(Object position labeling entries)
+++++
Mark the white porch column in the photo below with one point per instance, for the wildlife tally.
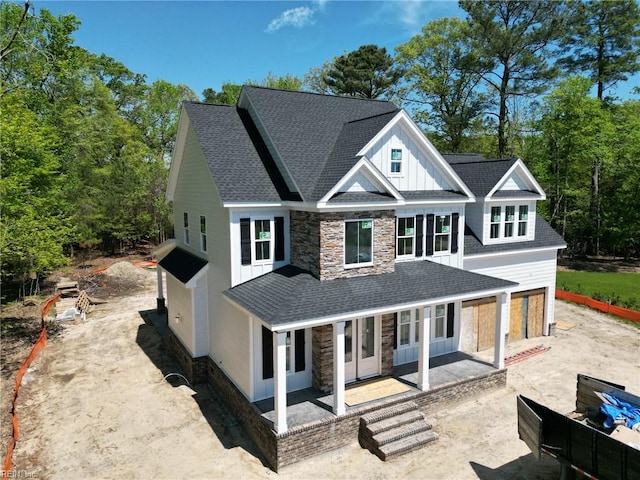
(502, 312)
(280, 381)
(161, 306)
(423, 349)
(338, 368)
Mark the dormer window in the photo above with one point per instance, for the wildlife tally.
(396, 161)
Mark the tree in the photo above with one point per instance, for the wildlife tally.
(515, 36)
(368, 72)
(443, 72)
(603, 39)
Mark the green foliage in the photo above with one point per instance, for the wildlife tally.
(603, 40)
(617, 288)
(368, 72)
(443, 73)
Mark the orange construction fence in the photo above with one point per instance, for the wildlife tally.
(35, 350)
(626, 313)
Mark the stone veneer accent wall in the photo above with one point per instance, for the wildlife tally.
(317, 243)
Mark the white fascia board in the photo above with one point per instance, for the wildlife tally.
(191, 284)
(163, 249)
(176, 156)
(511, 252)
(522, 168)
(245, 99)
(421, 139)
(363, 164)
(315, 322)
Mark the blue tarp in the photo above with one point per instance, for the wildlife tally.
(619, 412)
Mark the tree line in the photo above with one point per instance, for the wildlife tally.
(86, 142)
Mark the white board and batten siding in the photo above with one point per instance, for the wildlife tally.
(418, 171)
(243, 273)
(532, 270)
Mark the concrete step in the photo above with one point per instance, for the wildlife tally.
(401, 431)
(396, 421)
(388, 412)
(405, 445)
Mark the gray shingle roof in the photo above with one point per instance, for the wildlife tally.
(182, 264)
(242, 168)
(291, 294)
(482, 176)
(306, 126)
(545, 237)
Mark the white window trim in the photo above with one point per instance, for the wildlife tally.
(401, 162)
(203, 235)
(413, 236)
(436, 234)
(269, 260)
(344, 243)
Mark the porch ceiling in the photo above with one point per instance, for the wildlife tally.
(291, 294)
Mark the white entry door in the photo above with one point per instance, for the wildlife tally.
(361, 348)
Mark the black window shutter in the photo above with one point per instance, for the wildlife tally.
(450, 317)
(454, 232)
(300, 353)
(267, 353)
(279, 221)
(245, 240)
(419, 234)
(430, 229)
(395, 331)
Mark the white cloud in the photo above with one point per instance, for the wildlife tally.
(295, 17)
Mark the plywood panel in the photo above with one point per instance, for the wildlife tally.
(515, 319)
(535, 319)
(486, 325)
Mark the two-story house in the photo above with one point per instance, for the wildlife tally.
(323, 240)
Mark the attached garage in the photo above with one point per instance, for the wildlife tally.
(526, 319)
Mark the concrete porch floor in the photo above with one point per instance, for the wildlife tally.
(309, 405)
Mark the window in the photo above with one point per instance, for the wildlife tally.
(396, 161)
(496, 218)
(262, 239)
(510, 213)
(358, 244)
(405, 236)
(523, 216)
(256, 237)
(186, 227)
(443, 230)
(408, 328)
(203, 233)
(439, 321)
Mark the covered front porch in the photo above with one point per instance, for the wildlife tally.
(449, 376)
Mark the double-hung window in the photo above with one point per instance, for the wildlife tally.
(203, 233)
(523, 217)
(496, 219)
(442, 233)
(405, 236)
(395, 165)
(358, 242)
(262, 240)
(185, 223)
(509, 219)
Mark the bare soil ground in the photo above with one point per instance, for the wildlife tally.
(96, 405)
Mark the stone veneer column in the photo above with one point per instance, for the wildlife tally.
(332, 244)
(322, 357)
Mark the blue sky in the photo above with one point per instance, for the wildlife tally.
(205, 43)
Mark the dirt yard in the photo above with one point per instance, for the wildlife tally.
(95, 405)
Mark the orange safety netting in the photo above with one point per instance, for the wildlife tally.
(35, 350)
(626, 313)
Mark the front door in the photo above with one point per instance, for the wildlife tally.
(361, 348)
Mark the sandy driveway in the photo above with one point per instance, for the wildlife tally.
(96, 406)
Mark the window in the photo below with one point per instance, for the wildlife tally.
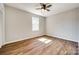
(35, 23)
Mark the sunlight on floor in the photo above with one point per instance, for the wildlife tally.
(44, 40)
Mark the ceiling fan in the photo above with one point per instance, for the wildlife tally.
(44, 6)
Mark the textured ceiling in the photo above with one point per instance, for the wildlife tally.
(56, 7)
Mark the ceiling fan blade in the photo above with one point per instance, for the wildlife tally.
(38, 8)
(47, 9)
(41, 4)
(49, 6)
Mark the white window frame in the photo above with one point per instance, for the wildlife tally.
(35, 23)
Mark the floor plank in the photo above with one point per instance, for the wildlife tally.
(44, 45)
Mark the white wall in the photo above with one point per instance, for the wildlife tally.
(2, 34)
(19, 25)
(1, 28)
(78, 25)
(63, 25)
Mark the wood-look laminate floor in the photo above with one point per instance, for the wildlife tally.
(43, 45)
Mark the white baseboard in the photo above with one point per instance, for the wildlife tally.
(62, 38)
(20, 40)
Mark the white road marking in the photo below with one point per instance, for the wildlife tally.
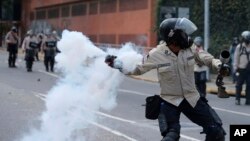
(133, 92)
(113, 131)
(40, 95)
(117, 118)
(234, 112)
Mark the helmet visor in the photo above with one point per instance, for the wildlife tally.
(185, 25)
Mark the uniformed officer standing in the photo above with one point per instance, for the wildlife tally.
(242, 67)
(174, 60)
(30, 47)
(12, 46)
(49, 48)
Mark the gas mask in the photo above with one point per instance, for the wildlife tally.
(177, 30)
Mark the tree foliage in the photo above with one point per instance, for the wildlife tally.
(228, 19)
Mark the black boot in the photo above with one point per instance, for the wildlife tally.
(247, 102)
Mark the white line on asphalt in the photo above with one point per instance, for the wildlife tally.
(51, 74)
(113, 131)
(117, 118)
(189, 138)
(133, 92)
(220, 109)
(234, 112)
(40, 95)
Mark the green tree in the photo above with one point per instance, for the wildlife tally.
(228, 18)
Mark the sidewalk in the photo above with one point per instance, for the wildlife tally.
(211, 86)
+++++
#### EXERCISE TASK
Rescale the items starting at the line that contains "Mark the tree foliage" and stopping after the last line of the items. Reproduce every line in that span, with each point coordinate in the answers multiplied by 0.7 and rounded to a whole number (halves round up) and everything else left unchanged.

#### WRITTEN RESPONSE
Mark the tree foliage in the photo above with one point per instance, for the wildlife tally.
(160, 13)
Mark the black boot in the photo above with one point per instance, for the wildlife tally.
(173, 71)
Mark the white line on asphalt in the photo above with one point per instance, for the wildlife tally.
(36, 52)
(79, 92)
(82, 83)
(132, 97)
(93, 64)
(154, 76)
(164, 78)
(28, 67)
Mark the green tree in the photo above with one point per instance, for the wildlife tally.
(160, 13)
Mark the sidewalk in the photo above with one point per instance, for the wildlife tally.
(148, 60)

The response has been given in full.